** TASK DESCRIPTION **
Replace "heavy rainfall" with "intense rainfall" in the landslide study text below, and give that text again starting at "Data for our" and ending at "and human settlements30,31.".

#### TEXT EXCERPT

In this study, we created a temporal CNN, LSTM, Transformer, and a unique architecture called the Hierarchical Transformer Prediction Autoencoder (also known as the H-Trans Predictor Autoencoder or H-TPA) to fill the literature gaps. Furthermore, a novel variable sensitivity analysis (VSA) technique was developed to identify the threshold of environmental factors that cause the slope movement. The attention-based mechanism from the transformer model was used to identify the period of the influencing factor. To address this gap, we used five years (2018–2023) of data from sixty-four landslide locations in the Himalayan region. This study represents the first of its kind in the Himalayan region, conducted across sixty-four landslide locations. The findings of this study provide a significant addition to the theoretical and practical elements of slope movement analysis, with implications not only for landslide prediction but also for the geosciences’ comprehension of intricate geological phenomena.

Method

Study area

Data for our study was gathered from 64 LMSs in the districts of Mandi, Kinnaur, Kangra, Sirmour, and Solan in Himachal Pradesh. Because of their steep slopes, weak geology, and heavy rainfall, these districts are among the most prone to landslides in the Indian Himalayan region3034. Because of the high frequency of seismic occurrences and rainfall-induced landslides, the area is particularly vulnerable to both shallow and deep-seated slope movements32. The monsoon season mostly saturates the soil31. Thus, soil shear strength is drastically reduced, leading to slope failures. The interplay of topographical, geological, and hydrological factors contributes to the frequent occurrence of landslides, threatening infrastructure, agriculture, and human settlements30,31.

########
#### DATASET ENTRIES

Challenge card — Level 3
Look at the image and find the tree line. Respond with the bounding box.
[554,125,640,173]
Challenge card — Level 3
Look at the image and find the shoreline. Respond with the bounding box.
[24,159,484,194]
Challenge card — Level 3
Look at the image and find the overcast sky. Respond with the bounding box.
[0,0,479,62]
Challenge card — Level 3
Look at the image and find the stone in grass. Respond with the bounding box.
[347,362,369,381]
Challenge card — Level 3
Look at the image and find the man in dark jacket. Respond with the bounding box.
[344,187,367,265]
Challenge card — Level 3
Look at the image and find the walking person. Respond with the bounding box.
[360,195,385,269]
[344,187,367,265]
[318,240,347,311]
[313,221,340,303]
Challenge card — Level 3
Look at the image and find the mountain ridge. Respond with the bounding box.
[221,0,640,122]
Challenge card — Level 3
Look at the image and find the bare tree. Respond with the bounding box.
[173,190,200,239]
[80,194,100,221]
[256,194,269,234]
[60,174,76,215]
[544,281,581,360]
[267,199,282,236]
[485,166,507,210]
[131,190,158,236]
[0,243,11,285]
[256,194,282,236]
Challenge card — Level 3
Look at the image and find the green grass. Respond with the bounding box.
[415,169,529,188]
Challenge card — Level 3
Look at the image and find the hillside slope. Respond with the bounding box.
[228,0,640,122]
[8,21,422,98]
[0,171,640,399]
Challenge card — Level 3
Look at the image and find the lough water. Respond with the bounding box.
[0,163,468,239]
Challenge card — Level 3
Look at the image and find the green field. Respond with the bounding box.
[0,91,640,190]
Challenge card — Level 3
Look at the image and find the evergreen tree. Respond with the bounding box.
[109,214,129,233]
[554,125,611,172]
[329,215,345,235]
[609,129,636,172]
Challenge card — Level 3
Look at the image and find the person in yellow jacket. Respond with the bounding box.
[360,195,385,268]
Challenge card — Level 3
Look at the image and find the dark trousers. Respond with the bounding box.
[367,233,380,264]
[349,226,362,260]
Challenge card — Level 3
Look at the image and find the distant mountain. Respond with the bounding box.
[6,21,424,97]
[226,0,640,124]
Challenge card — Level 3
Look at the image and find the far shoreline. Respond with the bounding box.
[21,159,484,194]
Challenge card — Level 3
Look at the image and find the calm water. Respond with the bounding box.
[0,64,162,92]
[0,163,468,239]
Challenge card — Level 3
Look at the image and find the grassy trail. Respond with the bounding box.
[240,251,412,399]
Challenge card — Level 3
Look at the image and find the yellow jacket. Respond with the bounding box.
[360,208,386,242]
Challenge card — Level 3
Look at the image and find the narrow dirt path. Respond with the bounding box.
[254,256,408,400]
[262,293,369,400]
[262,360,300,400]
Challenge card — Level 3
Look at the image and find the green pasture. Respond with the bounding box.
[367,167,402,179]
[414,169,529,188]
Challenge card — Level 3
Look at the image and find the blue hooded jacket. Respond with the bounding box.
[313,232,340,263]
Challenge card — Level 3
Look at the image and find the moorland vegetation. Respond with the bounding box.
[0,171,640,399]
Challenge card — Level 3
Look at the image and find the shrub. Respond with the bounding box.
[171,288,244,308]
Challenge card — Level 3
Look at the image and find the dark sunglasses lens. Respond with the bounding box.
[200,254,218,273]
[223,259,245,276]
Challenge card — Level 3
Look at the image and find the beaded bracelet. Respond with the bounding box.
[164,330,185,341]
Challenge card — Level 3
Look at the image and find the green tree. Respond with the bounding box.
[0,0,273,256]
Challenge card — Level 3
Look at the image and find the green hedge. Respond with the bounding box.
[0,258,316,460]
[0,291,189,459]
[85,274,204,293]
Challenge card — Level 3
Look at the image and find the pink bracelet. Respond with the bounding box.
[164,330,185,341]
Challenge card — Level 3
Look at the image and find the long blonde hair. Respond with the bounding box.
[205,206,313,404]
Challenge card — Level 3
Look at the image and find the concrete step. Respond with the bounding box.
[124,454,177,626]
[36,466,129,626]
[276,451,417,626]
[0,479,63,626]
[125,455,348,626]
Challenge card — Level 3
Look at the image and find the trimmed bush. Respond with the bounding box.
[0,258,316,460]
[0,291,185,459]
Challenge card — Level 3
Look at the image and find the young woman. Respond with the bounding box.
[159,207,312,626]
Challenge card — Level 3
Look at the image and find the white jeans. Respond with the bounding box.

########

** TASK OUTPUT **
Data for our study was gathered from 64 LMSs in the districts of Mandi, Kinnaur, Kangra, Sirmour, and Solan in Himachal Pradesh. Because of their steep slopes, weak geology, and intense rainfall, these districts are among the most prone to landslides in the Indian Himalayan region3034. Because of the high frequency of seismic occurrences and rainfall-induced landslides, the area is particularly vulnerable to both shallow and deep-seated slope movements32. The monsoon season mostly saturates the soil31. Thus, soil shear strength is drastically reduced, leading to slope failures. The interplay of topographical, geological, and hydrological factors contributes to the frequent occurrence of landslides, threatening infrastructure, agriculture, and human settlements30,31.